== EXCERPTED TEXT

Supports SQLite, PostgreSQL, MySQL, and other SQLAlchemy-compatible databases.
- Parameters:
query – SQL query to execute.
connection_string – Database connection string. Examples: - SQLite: “sqlite:///database.db” - PostgreSQL: “postgresql://user:pass@host:port/db” - MySQL: “mysql+pymysql://user:pass@host:port/db”
params – Query parameters.
index_col – Column(s) to use as index.
parse_dates – Columns to parse as dates.
chunksize – Number of rows per chunk (for large datasets).
**kwargs – Additional arguments passed to pd.read_sql.
- Returns:
Loaded data.
- Return type:
pd.DataFrame or Iterator
Example
>>> df = load_sql("SELECT * FROM users", "sqlite:///app.db") >>> df = load_sql( ... "SELECT * FROM orders WHERE date > :date", ... "postgresql://user:pass@localhost:5432/shop", ... params={"date": "2023-01-01"} ... )
- adamops.data.loaders.load_sql_table(table_name: str, connection_string: str, schema: str | None = None, columns: List[str] | None = None, index_col: str | List[str] | None = None, chunksize: int | None = None, **kwargs) DataFrame[source]
Load an entire table from a SQL database.
- Parameters:
table_name – Name of the table to load.
connection_string – Database connection string.
schema – Database schema.
columns – Columns to load (None for all).
index_col – Column(s) to use as index.
chunksize – Number of rows per chunk.
**kwargs – Additional arguments.
- Returns:
Loaded data.
- Return type:
pd.DataFrame
- adamops.data.loaders.load_url(url: str, format: str = 'csv', params: Dict | None = None, headers: Dict | None = None, auth: tuple | None = None, timeout: int = 30, **kwargs) DataFrame[source]
Load data from a URL.
- Parameters:
url – URL to load data from.
format – Data format (‘csv’, ‘json’, ‘excel’).
params – Query parameters.
headers – HTTP headers.
auth – Authentication tuple (username, password).
timeout – Request timeout in seconds.
**kwargs – Additional arguments for the format loader.
- Returns:
Loaded data.
- Return type:
pd.DataFrame
Example
>>> df = load_url("https://example.com/data.csv") >>> df = load_url( ... "https://api.example.com/data", ... format="json", ... headers={"Authorization": "Bearer token"} ... )
- adamops.data.loaders.save_csv(df: DataFrame, filepath: str | Path, index: bool = False, encoding: str = 'utf-8', **kwargs) None[source]
Save DataFrame to CSV file.
- Parameters:
df – DataFrame to save.
filepath – Output file path.
index – Whether to include index.
encoding – File encoding.
**kwargs – Additional arguments passed to df.to_csv.

====
== DATASET

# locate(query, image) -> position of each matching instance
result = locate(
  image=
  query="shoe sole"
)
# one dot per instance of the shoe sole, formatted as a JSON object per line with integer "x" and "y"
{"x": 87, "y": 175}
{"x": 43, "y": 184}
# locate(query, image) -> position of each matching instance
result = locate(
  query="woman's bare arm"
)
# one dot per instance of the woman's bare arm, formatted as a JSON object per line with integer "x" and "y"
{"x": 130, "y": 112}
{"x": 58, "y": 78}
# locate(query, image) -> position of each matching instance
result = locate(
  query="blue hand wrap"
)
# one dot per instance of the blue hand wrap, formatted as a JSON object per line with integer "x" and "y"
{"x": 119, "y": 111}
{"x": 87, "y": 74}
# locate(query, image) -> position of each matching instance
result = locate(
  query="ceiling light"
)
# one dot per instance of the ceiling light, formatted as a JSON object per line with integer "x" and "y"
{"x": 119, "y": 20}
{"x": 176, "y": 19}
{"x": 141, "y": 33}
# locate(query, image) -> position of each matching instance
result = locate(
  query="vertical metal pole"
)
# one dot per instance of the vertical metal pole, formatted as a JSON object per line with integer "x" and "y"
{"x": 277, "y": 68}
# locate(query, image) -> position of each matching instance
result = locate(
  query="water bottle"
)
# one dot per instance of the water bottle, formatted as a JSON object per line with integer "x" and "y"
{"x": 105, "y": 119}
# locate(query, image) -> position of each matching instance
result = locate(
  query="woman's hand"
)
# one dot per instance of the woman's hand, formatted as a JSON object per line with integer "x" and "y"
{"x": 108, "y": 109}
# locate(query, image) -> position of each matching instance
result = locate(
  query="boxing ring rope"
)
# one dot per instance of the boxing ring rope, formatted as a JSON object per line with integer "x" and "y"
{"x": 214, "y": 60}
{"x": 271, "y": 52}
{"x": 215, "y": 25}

====

_EXERCISE DESCRIPTION_
In the data loader documentation, what is the default request timeout for load_url?

_FINISHED ANSWER_
30 seconds.